- LISTED RECORDS
◆ ◆ ◆ ◆ ◆ ◆ ◆

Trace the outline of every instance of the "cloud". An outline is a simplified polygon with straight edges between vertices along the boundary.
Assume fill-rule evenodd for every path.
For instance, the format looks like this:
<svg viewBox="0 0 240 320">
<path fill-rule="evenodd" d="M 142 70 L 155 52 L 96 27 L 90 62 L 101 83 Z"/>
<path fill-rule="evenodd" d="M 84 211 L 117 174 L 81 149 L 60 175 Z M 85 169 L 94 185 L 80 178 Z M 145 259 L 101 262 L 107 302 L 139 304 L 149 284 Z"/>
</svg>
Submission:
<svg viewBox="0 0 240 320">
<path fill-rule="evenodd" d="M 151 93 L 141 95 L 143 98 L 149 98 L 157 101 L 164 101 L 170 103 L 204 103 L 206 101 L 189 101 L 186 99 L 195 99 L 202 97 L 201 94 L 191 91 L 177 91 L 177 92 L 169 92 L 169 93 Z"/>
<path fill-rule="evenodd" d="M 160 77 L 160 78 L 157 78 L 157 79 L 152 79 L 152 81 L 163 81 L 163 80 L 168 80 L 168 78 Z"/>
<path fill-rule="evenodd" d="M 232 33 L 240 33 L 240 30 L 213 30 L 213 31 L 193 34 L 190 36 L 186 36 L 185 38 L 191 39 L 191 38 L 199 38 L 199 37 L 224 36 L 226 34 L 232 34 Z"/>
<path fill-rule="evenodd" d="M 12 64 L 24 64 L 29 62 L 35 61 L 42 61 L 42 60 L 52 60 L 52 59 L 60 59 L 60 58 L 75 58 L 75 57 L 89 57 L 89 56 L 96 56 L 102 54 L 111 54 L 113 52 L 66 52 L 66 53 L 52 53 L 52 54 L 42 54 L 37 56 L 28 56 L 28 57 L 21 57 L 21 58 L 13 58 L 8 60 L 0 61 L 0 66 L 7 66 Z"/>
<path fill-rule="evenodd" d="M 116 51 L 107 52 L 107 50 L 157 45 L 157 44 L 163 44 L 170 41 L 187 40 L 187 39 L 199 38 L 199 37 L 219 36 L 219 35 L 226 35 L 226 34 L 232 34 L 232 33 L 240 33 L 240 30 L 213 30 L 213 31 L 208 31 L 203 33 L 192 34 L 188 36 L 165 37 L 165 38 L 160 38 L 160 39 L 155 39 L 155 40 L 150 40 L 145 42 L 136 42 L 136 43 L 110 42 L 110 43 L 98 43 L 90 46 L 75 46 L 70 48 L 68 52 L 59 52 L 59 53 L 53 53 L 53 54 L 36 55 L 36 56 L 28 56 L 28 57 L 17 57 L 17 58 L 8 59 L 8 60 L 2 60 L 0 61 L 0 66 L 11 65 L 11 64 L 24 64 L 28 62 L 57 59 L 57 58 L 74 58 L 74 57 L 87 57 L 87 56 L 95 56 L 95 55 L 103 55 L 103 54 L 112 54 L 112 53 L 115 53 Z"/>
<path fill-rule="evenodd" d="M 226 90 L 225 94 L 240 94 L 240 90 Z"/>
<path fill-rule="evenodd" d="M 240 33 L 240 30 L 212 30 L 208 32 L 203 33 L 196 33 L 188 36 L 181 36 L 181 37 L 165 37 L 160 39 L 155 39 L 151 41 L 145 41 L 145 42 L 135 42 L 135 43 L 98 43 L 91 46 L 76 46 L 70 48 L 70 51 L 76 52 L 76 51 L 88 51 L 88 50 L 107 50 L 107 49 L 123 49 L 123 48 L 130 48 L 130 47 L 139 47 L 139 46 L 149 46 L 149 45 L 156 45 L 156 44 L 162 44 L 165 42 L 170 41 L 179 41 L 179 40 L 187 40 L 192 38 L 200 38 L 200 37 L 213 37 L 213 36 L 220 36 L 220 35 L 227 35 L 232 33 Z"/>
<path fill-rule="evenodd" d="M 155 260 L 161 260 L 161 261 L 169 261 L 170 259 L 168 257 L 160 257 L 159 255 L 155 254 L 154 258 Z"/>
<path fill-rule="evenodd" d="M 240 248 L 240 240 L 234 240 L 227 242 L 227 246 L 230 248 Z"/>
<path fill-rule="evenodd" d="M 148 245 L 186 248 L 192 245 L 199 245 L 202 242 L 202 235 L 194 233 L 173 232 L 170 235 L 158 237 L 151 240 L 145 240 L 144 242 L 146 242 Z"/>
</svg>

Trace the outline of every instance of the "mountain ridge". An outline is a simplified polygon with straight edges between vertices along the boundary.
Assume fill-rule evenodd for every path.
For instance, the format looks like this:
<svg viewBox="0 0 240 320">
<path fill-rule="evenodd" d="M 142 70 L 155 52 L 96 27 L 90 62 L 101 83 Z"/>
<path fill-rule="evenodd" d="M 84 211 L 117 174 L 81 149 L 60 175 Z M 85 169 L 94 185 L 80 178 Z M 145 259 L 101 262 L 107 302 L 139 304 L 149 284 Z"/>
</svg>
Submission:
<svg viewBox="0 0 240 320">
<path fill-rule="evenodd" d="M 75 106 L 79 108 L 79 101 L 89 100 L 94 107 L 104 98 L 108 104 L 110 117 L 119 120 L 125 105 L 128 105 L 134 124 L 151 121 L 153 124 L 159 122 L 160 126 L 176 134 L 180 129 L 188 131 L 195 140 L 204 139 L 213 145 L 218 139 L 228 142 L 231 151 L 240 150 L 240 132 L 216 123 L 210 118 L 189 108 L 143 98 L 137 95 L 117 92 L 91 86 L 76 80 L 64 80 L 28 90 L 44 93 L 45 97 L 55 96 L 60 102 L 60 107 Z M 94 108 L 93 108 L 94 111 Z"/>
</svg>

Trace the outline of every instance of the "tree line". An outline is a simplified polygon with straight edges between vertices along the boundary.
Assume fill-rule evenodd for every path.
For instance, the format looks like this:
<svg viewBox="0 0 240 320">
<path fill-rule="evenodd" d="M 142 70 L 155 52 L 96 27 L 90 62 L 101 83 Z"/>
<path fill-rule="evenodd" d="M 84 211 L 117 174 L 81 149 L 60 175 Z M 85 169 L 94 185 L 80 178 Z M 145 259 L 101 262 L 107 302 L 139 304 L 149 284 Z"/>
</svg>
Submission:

◆ ◆ ◆ ◆ ◆ ◆ ◆

- WHAT NEEDS TO BE DONE
Output each line of the material exactly as it was written above.

- ANSWER TO THE EXERCISE
Trace the outline of every instance of the "cloud". An outline is a simplified polygon with straight edges between vertices along the boundary.
Assume fill-rule evenodd for every path.
For instance, the format looks like this:
<svg viewBox="0 0 240 320">
<path fill-rule="evenodd" d="M 142 70 L 155 52 L 96 27 L 90 62 L 101 83 Z"/>
<path fill-rule="evenodd" d="M 84 211 L 117 174 L 81 149 L 60 175 Z M 85 169 L 94 185 L 80 178 Z M 145 259 L 101 262 L 107 302 L 139 304 L 149 284 Z"/>
</svg>
Submission:
<svg viewBox="0 0 240 320">
<path fill-rule="evenodd" d="M 151 93 L 141 95 L 143 98 L 149 98 L 157 101 L 164 101 L 170 103 L 204 103 L 206 101 L 189 101 L 186 99 L 195 99 L 202 97 L 201 94 L 191 91 L 177 91 L 177 92 L 169 92 L 169 93 Z"/>
<path fill-rule="evenodd" d="M 160 77 L 160 78 L 157 78 L 157 79 L 152 79 L 152 81 L 163 81 L 163 80 L 168 80 L 168 78 Z"/>
<path fill-rule="evenodd" d="M 232 33 L 240 33 L 240 30 L 213 30 L 213 31 L 193 34 L 190 36 L 186 36 L 185 38 L 191 39 L 191 38 L 199 38 L 199 37 L 224 36 L 226 34 L 232 34 Z"/>
<path fill-rule="evenodd" d="M 12 64 L 24 64 L 29 62 L 35 61 L 42 61 L 42 60 L 52 60 L 52 59 L 60 59 L 60 58 L 75 58 L 75 57 L 89 57 L 89 56 L 96 56 L 102 54 L 111 54 L 113 52 L 66 52 L 66 53 L 52 53 L 52 54 L 42 54 L 37 56 L 28 56 L 28 57 L 21 57 L 21 58 L 13 58 L 8 60 L 0 61 L 0 66 L 7 66 Z"/>
<path fill-rule="evenodd" d="M 116 51 L 107 52 L 107 50 L 157 45 L 157 44 L 163 44 L 170 41 L 187 40 L 187 39 L 199 38 L 199 37 L 219 36 L 219 35 L 226 35 L 226 34 L 232 34 L 232 33 L 240 33 L 240 30 L 213 30 L 213 31 L 208 31 L 203 33 L 192 34 L 188 36 L 165 37 L 165 38 L 160 38 L 160 39 L 155 39 L 155 40 L 150 40 L 145 42 L 136 42 L 136 43 L 110 42 L 110 43 L 98 43 L 90 46 L 75 46 L 70 48 L 68 52 L 59 52 L 59 53 L 53 53 L 53 54 L 36 55 L 36 56 L 28 56 L 28 57 L 17 57 L 17 58 L 8 59 L 8 60 L 2 60 L 0 61 L 0 66 L 11 65 L 11 64 L 24 64 L 28 62 L 57 59 L 57 58 L 74 58 L 74 57 L 87 57 L 87 56 L 95 56 L 95 55 L 103 55 L 103 54 L 112 54 L 112 53 L 115 53 Z"/>
<path fill-rule="evenodd" d="M 226 90 L 225 94 L 240 94 L 240 90 Z"/>
<path fill-rule="evenodd" d="M 240 33 L 240 30 L 212 30 L 208 32 L 203 33 L 196 33 L 188 36 L 181 36 L 181 37 L 165 37 L 160 39 L 155 39 L 151 41 L 145 41 L 145 42 L 135 42 L 135 43 L 98 43 L 91 46 L 76 46 L 70 48 L 70 51 L 76 52 L 76 51 L 88 51 L 88 50 L 107 50 L 107 49 L 123 49 L 123 48 L 130 48 L 130 47 L 139 47 L 139 46 L 149 46 L 149 45 L 156 45 L 156 44 L 162 44 L 165 42 L 170 41 L 179 41 L 179 40 L 187 40 L 192 38 L 200 38 L 200 37 L 213 37 L 213 36 L 220 36 L 220 35 L 227 35 L 232 33 Z"/>
<path fill-rule="evenodd" d="M 155 260 L 161 260 L 161 261 L 169 261 L 170 259 L 168 257 L 160 257 L 159 255 L 155 254 L 154 258 Z"/>
<path fill-rule="evenodd" d="M 240 248 L 240 240 L 234 240 L 227 242 L 227 246 L 230 248 Z"/>
<path fill-rule="evenodd" d="M 148 245 L 186 248 L 192 245 L 199 245 L 202 242 L 202 235 L 194 233 L 173 232 L 170 235 L 158 237 L 151 240 L 145 240 L 144 242 L 146 242 Z"/>
</svg>

Trace the outline of every instance of the "mountain ridge". An outline is a simplified polygon with straight edges between vertices along the boundary.
Assume fill-rule evenodd for every path.
For instance, the format looks like this:
<svg viewBox="0 0 240 320">
<path fill-rule="evenodd" d="M 142 70 L 155 52 L 96 27 L 90 62 L 101 83 Z"/>
<path fill-rule="evenodd" d="M 84 211 L 117 174 L 81 149 L 60 175 Z M 85 169 L 94 185 L 80 178 Z M 145 259 L 101 262 L 107 302 L 139 304 L 149 284 Z"/>
</svg>
Submission:
<svg viewBox="0 0 240 320">
<path fill-rule="evenodd" d="M 75 106 L 79 108 L 79 101 L 89 100 L 94 107 L 104 98 L 108 104 L 110 117 L 119 120 L 125 105 L 128 105 L 134 124 L 151 121 L 153 124 L 159 122 L 160 126 L 176 134 L 180 129 L 188 131 L 195 140 L 204 139 L 213 145 L 218 139 L 228 142 L 231 151 L 240 150 L 240 132 L 216 123 L 210 118 L 189 108 L 143 98 L 137 95 L 117 92 L 91 86 L 76 80 L 64 80 L 28 90 L 44 93 L 45 97 L 55 96 L 60 102 L 60 107 Z M 94 108 L 93 108 L 94 111 Z"/>
</svg>

Trace the outline of every instance of the "tree line". An outline is a simplified polygon with straight edges between vertices along the boundary.
Assume fill-rule evenodd for every path.
For instance, the format looks like this:
<svg viewBox="0 0 240 320">
<path fill-rule="evenodd" d="M 142 70 L 155 52 L 96 27 L 90 62 L 101 83 Z"/>
<path fill-rule="evenodd" d="M 84 211 L 117 174 L 81 149 L 60 175 Z M 85 169 L 94 185 L 80 178 Z M 145 259 L 101 262 L 107 302 L 139 304 L 149 284 Z"/>
</svg>
Submission:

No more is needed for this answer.